> _EXERCISE 1_: Repeat the forum thread between "It was a good" and "Foxstar (Feb 12, 2010)", inclusive, substituting "story" for "timeline".
> _EXERCISE 2_: For each statement, say yes or no according to the forum thread and quote the words that decide it: (a) Attaman states that imps are not furry. (b) Tycho asks a moderator to lock the thread. (c) EdieFantabulous says the game connected some of the timeline.

# Midna, why are you such a furry?



## EdieFantabulous (Feb 12, 2010)

I liked Twilight princess, and well Link made a nice wolf, that game made me happy inside. :3


----------



## Attaman (Feb 12, 2010)

... She's an imp.  Imps are not Furry.


----------



## EdieFantabulous (Feb 12, 2010)

Attaman said:


> ... She's an imp.  Imps are not Furry.


I know, but she rode wolf link the entire game through, and then kinda sorta fell in love with link, that is what I was getting at ^_^


----------



## Tycho (Feb 12, 2010)

Requesting that a mod beat the OP senseless.


----------



## Attaman (Feb 12, 2010)

EdieFantabulous said:


> I know, but she rode wolf link the entire game through,


Now, see, depending on what meaning of "rode" you use we might be speaking a Furry.


----------



## EdieFantabulous (Feb 12, 2010)

It was a good game D:
I rather enjoyed it a lot, it even connected some of the timeline, which I loved a lot. I just wanted to talk about the wonder that is Twilight Princess.


----------



## Foxstar (Feb 12, 2010)

> _RAW DATA_:
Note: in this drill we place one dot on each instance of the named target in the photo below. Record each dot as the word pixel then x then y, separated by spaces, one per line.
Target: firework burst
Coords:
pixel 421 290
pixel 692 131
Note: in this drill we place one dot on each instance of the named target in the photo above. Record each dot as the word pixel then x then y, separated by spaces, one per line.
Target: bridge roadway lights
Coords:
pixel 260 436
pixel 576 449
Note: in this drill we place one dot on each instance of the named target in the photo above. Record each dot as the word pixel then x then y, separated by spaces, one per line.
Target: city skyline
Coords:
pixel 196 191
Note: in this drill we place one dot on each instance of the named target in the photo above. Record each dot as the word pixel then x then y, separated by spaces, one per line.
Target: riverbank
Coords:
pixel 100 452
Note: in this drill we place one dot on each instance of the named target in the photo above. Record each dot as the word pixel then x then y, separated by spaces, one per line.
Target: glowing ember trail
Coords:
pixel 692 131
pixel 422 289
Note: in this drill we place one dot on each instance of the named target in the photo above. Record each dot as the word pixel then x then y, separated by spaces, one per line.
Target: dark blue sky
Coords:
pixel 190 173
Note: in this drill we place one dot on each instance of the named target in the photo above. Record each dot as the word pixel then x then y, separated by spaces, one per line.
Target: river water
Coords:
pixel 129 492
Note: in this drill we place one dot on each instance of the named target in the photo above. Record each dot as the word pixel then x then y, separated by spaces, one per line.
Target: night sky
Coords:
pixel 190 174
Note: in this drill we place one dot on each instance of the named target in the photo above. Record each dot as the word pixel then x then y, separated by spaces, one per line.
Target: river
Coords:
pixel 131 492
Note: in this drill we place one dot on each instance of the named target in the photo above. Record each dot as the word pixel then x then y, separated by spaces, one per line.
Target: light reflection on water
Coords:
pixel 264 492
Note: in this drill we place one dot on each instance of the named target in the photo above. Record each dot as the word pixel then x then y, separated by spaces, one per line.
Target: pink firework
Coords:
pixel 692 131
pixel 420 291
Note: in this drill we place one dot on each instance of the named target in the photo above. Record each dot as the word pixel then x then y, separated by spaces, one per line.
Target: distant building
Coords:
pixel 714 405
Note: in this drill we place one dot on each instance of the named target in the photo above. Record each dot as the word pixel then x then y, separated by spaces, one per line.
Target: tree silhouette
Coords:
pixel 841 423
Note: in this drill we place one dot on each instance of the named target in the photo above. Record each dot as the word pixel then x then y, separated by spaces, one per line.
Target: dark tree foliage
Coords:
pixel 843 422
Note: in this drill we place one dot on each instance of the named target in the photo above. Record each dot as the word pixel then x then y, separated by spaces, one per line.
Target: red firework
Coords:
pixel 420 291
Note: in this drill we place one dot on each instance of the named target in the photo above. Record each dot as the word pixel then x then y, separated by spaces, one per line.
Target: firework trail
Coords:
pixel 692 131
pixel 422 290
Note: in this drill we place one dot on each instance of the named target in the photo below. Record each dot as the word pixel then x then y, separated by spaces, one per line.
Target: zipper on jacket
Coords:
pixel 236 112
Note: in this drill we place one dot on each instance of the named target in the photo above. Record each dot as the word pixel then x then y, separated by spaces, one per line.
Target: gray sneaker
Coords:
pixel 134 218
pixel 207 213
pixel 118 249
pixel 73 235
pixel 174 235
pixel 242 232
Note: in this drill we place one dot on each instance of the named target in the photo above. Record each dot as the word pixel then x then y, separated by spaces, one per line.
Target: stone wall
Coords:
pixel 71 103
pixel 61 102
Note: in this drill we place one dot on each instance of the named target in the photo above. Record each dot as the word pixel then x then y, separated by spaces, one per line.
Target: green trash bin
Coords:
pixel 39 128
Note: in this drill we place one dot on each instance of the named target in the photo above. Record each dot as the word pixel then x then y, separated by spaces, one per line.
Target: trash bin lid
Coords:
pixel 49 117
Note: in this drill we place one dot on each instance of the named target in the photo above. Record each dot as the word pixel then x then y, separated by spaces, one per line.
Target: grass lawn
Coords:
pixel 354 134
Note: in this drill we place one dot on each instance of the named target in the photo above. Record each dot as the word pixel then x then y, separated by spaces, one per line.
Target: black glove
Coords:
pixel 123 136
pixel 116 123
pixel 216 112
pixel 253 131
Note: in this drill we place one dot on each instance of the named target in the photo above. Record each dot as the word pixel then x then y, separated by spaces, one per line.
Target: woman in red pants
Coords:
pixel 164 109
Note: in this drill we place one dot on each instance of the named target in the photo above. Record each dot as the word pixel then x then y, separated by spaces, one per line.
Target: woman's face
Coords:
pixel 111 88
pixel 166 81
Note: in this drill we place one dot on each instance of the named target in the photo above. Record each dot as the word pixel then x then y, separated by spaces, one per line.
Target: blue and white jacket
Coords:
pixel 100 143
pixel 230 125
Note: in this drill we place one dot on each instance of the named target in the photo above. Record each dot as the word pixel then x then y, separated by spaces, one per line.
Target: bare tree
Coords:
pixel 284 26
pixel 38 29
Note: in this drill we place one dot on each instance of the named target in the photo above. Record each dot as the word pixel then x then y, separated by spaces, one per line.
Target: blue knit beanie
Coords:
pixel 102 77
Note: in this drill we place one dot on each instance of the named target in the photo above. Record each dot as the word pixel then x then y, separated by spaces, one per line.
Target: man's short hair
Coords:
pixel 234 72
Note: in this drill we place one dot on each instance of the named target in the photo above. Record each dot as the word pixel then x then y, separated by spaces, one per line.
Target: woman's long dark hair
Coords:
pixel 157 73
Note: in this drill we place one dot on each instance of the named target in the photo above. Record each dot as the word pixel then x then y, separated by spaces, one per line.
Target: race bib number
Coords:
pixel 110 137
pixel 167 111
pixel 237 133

> _WORKED SOLUTION 1_:
It was a good game D:
I rather enjoyed it a lot, it even connected some of the story, which I loved a lot. I just wanted to talk about the wonder that is Twilight Princess.


----------



## Foxstar (Feb 12, 2010)

> _WORKED SOLUTION 2_:
(a) Yes: "Imps are not Furry."
(b) No: "Requesting that a mod beat the OP senseless."
(c) Yes: "it even connected some of the timeline"